Doch bevor sich Direktorin Kathleen Reinhardt, deren Büro sich hier oben gleich neben der Bibliothek befindet, zum Gespräch an den langen Tisch setzt, will sie durch die Jubiläumsschau im Nachbargebäude führen. Vor genau 75 Jahren wurde das ehemalige Atelier des Künstlers als erstes Museum Berlins eröffnet, rundum lag die Stadt vielerorts noch in Trümmern.

„Tea and Dry Biscuits“ hat Kathleen Reinhardt die Ausstellung genannt, in Anspielung auf ein Zitat im „Guardian“, der über die Trauerfeier für den Bildhauer berichtete, auf der Tee und trockenes Gebäck gereicht wurden. Seinen künstlerischen Nachlass samt Atelier und Wohnhaus hatte Kolbe in eine Stiftung eingebracht und der Stadt vermacht. Drei Jahre nach seinem Tod fand weihevoll die erste Ausstellung statt.

Direktorin des Georg-Kolbe-Museums und 2026 Kuratorin des Deutschen Pavillons auf der Biennale in Venedig: Kathleen Reinhardt.

• [AUFGABEN]:
**1)** Erklären Sie in ein bis drei Sätzen, warum die Ausstellung im Textauszug den Titel „Tea and Dry Biscuits“ trägt.
**2)** Stimmen diese Aussagen mit dem Textauszug überein? (a) Das ehemalige Atelier wurde vor genau 75 Jahren als erstes Museum Berlins eröffnet. (b) Kolbe vermachte seinen Nachlass einer Universität. (c) Die erste Ausstellung fand fünf Jahre nach Kolbes Tod statt. Antworten Sie jeweils mit Ja oder Nein und zitieren Sie die entscheidenden Worte.
Die Daten stammen aus einer anderen Quelle als der Textauszug.

• [INHALT DER DATEN]:
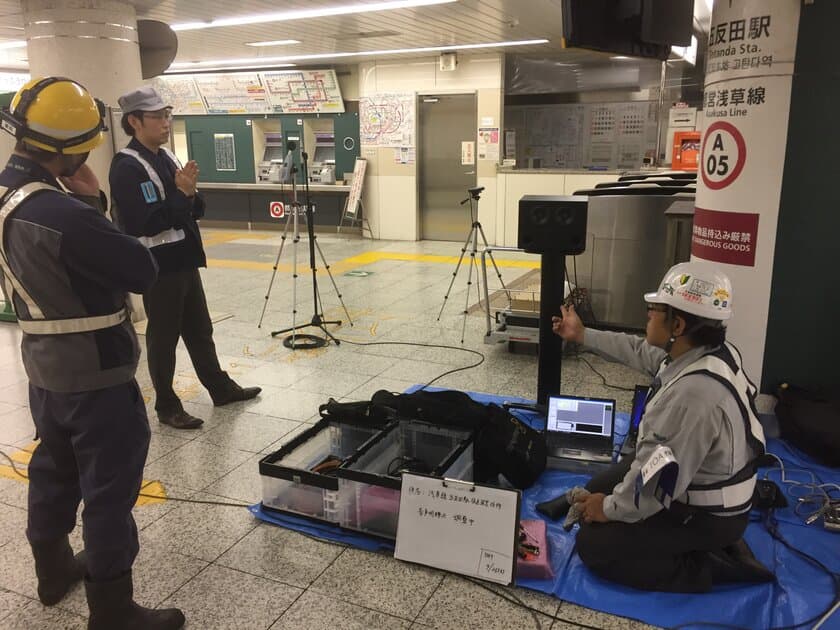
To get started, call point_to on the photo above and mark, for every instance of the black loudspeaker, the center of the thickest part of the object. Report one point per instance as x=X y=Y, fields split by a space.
x=550 y=224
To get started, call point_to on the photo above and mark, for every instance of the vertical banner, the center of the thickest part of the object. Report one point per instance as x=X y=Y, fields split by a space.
x=750 y=63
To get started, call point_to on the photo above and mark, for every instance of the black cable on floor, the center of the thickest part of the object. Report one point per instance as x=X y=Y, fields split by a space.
x=424 y=345
x=512 y=599
x=603 y=378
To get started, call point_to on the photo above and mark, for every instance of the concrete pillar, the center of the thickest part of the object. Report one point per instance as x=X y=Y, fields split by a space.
x=93 y=42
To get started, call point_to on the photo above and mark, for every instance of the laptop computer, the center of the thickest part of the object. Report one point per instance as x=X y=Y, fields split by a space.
x=640 y=395
x=580 y=429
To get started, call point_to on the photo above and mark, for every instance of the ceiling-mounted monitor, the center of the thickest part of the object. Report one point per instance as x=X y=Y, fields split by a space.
x=636 y=28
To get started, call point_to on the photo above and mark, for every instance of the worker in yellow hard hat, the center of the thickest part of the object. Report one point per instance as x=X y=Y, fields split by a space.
x=66 y=269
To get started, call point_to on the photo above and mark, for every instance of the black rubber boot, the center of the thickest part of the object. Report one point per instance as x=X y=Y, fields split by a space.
x=736 y=563
x=57 y=569
x=112 y=607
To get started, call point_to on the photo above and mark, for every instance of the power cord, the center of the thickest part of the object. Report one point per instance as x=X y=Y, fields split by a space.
x=424 y=345
x=535 y=612
x=812 y=494
x=603 y=378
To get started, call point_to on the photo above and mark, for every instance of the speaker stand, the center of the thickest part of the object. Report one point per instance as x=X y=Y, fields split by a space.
x=552 y=283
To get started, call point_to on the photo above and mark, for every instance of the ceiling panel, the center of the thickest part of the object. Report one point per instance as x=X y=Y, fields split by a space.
x=462 y=22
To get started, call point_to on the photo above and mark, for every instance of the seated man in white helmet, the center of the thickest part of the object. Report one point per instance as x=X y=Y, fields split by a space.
x=672 y=518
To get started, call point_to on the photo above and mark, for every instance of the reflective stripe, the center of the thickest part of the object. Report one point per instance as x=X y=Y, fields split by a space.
x=68 y=326
x=39 y=325
x=172 y=157
x=735 y=493
x=162 y=238
x=726 y=498
x=167 y=236
x=152 y=173
x=14 y=200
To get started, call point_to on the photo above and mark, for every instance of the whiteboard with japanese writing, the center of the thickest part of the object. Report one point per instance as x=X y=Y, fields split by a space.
x=459 y=527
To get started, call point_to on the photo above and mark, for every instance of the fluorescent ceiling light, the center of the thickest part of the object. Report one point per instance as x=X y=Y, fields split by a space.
x=196 y=68
x=366 y=53
x=276 y=42
x=285 y=16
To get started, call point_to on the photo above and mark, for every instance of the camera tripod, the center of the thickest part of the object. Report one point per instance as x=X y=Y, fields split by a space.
x=472 y=239
x=297 y=341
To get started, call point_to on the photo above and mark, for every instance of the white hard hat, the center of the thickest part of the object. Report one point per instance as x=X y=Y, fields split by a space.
x=697 y=288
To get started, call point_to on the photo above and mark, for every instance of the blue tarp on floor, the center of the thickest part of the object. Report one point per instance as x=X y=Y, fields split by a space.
x=802 y=592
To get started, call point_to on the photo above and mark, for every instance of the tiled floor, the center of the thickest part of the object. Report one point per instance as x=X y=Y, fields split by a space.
x=222 y=567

• [ERWARTETE ERGEBNISSE]:
**1)** Der Titel spielt auf ein Zitat im „Guardian“ an. Die Zeitung berichtete über die Trauerfeier für den Bildhauer, bei der Tee und trockenes Gebäck gereicht wurden.

**2)**
(a) Ja: „Vor genau 75 Jahren wurde das ehemalige Atelier des Künstlers als erstes Museum Berlins eröffnet“
(b) Nein: „und der Stadt vermacht“
(c) Nein: „Drei Jahre nach seinem Tod fand weihevoll die erste Ausstellung statt.“